- [TASK INSTRUCTIONS] Lines from the one containing "the man's forearm" through the last line of the data are to be repeated word for word, both ends included.

- [LISTED RECORDS]

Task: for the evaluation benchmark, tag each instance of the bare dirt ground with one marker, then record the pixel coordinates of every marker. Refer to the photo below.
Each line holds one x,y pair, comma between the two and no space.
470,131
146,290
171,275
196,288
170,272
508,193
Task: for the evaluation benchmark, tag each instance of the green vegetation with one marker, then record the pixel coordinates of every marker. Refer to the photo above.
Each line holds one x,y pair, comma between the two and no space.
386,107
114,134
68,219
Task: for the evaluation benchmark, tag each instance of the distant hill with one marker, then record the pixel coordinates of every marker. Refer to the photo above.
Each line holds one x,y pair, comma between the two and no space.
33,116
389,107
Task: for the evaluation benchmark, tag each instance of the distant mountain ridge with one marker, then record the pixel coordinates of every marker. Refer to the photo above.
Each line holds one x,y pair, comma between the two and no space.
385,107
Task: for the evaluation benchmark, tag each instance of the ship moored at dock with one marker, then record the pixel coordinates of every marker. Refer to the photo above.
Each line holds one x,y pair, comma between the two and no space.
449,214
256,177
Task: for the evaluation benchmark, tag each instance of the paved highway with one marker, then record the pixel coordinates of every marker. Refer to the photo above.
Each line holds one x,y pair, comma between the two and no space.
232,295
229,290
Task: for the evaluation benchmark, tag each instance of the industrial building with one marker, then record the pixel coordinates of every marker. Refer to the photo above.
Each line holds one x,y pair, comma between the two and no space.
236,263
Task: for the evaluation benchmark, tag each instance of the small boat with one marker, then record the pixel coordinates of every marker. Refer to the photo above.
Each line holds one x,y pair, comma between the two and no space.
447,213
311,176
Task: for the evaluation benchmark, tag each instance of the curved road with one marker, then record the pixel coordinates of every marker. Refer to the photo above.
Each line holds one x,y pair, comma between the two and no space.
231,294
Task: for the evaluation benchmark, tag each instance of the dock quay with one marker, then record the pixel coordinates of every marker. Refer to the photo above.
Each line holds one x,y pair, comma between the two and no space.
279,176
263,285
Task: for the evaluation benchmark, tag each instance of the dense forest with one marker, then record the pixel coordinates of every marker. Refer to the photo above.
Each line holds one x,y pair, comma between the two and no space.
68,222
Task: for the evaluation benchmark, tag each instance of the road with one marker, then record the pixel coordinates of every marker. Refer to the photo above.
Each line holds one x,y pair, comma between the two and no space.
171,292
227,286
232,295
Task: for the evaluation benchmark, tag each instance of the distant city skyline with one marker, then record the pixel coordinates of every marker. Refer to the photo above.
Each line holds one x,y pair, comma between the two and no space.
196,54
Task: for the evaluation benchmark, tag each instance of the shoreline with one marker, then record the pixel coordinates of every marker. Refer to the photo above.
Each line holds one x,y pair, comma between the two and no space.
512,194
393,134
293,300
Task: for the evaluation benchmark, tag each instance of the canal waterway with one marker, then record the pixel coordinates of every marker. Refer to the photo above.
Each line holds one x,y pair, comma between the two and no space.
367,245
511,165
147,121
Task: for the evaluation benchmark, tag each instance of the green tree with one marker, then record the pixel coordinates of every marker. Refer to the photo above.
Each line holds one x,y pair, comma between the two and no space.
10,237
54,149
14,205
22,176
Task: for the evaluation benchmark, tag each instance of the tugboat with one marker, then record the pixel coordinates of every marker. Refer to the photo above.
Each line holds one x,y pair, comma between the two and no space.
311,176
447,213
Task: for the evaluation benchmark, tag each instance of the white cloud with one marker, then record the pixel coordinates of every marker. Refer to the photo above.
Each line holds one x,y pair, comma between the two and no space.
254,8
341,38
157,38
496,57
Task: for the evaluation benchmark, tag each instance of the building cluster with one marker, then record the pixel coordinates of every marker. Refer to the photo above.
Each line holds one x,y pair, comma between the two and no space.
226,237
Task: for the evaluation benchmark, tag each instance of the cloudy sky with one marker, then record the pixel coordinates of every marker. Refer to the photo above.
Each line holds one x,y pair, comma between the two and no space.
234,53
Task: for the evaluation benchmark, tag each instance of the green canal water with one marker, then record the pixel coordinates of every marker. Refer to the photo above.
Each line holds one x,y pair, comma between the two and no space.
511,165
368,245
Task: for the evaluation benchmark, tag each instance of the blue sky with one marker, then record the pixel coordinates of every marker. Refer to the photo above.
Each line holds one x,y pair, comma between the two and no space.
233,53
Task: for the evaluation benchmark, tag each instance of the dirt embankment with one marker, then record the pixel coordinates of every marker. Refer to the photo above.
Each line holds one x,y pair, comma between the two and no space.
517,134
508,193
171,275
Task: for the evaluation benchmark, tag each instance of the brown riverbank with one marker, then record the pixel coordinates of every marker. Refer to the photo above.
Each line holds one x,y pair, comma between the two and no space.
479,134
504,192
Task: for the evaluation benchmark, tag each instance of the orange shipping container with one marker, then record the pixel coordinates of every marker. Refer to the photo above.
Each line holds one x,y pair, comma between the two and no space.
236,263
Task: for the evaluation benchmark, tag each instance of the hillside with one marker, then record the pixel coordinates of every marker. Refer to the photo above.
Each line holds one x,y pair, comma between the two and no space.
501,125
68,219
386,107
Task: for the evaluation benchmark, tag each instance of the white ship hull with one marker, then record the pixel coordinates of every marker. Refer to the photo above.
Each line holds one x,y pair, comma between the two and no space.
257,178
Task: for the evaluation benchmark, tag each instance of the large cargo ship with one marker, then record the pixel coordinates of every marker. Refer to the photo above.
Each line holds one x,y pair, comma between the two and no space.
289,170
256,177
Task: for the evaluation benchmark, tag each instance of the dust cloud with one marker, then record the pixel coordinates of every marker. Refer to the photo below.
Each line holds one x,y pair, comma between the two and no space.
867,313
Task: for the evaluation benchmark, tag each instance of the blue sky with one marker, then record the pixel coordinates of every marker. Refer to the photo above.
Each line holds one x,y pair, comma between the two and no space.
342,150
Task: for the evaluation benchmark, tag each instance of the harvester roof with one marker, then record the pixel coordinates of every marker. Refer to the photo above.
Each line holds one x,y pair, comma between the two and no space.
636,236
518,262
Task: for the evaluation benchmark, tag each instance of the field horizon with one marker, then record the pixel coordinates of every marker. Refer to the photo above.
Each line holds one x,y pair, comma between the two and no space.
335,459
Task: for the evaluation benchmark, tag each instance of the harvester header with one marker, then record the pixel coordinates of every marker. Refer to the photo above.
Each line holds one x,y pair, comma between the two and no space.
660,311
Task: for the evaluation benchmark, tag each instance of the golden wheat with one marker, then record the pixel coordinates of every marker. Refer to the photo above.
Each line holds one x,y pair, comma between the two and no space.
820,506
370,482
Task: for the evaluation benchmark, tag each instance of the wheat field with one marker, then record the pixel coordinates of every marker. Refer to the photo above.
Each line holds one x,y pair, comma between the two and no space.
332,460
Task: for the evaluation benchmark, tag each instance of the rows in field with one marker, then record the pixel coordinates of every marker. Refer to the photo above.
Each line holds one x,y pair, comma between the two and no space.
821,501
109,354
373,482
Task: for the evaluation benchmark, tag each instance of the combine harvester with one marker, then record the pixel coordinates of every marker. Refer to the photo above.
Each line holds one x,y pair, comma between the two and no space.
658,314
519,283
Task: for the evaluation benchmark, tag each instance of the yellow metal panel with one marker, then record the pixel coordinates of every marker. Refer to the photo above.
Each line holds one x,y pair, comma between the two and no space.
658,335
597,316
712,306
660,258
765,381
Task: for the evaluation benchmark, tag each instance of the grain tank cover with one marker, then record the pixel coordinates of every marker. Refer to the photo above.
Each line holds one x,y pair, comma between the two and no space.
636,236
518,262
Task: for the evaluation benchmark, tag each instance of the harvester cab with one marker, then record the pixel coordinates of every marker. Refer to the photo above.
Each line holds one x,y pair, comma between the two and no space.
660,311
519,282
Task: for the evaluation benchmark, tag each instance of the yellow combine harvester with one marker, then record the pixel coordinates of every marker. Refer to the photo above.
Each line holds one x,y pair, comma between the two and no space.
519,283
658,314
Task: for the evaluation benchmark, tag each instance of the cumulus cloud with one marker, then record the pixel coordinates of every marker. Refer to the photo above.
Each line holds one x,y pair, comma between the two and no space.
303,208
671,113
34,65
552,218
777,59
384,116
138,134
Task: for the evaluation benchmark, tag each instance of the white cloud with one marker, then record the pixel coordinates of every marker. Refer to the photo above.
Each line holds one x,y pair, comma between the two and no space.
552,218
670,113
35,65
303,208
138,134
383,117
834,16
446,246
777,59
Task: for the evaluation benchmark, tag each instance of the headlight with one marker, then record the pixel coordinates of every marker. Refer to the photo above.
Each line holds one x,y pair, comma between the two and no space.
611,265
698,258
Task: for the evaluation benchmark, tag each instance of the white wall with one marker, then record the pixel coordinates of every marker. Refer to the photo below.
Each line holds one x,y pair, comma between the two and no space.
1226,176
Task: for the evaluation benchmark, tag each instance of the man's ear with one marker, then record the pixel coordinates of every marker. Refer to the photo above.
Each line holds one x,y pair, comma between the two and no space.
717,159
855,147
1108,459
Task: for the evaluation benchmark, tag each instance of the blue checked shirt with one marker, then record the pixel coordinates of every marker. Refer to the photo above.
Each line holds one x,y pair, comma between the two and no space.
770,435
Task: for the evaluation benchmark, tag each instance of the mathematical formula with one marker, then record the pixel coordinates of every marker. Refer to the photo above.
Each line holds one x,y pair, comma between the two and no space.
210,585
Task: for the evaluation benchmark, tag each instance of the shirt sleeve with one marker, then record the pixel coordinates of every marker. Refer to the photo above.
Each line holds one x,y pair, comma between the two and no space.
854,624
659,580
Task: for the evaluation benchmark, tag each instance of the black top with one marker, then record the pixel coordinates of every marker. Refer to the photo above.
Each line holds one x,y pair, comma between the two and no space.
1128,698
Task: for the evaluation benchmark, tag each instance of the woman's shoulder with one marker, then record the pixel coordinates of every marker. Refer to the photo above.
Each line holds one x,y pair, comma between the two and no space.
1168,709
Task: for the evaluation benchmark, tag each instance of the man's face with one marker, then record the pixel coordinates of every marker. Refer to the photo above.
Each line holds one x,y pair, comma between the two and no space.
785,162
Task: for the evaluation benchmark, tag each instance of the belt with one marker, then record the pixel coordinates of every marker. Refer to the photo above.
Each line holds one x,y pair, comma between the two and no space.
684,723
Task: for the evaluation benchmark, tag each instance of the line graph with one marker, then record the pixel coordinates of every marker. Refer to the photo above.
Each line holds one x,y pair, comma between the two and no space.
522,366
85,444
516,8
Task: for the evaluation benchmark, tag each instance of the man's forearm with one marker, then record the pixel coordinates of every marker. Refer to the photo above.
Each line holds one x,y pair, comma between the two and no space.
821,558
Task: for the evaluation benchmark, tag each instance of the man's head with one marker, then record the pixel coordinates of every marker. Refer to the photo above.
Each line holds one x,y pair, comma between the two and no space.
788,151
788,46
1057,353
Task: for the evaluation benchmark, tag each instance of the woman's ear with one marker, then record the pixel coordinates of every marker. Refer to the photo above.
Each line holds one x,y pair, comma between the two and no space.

- [FINISHED TASK]
Task: for the evaluation benchmark, tag each instance of the man's forearm with one marker, then record the pixel coordinates of every marker. Refer to the photo above.
Each line holds one x,y pair, comma between the two and no space.
821,558
Task: for the evaluation benchmark, tag each instance of the man's head with one marker, then record the pixel coordinates of every marker. Refer to the photo above.
Each line holds one x,y pair, comma between the two and no space.
788,151
788,46
1057,353
Task: for the evaluation benchmark, tag each instance of the woman's ear with one marker, then record the pixel coordinates of every marker. Refer to the photo above.
Each line holds one x,y pair, comma between the two and no space.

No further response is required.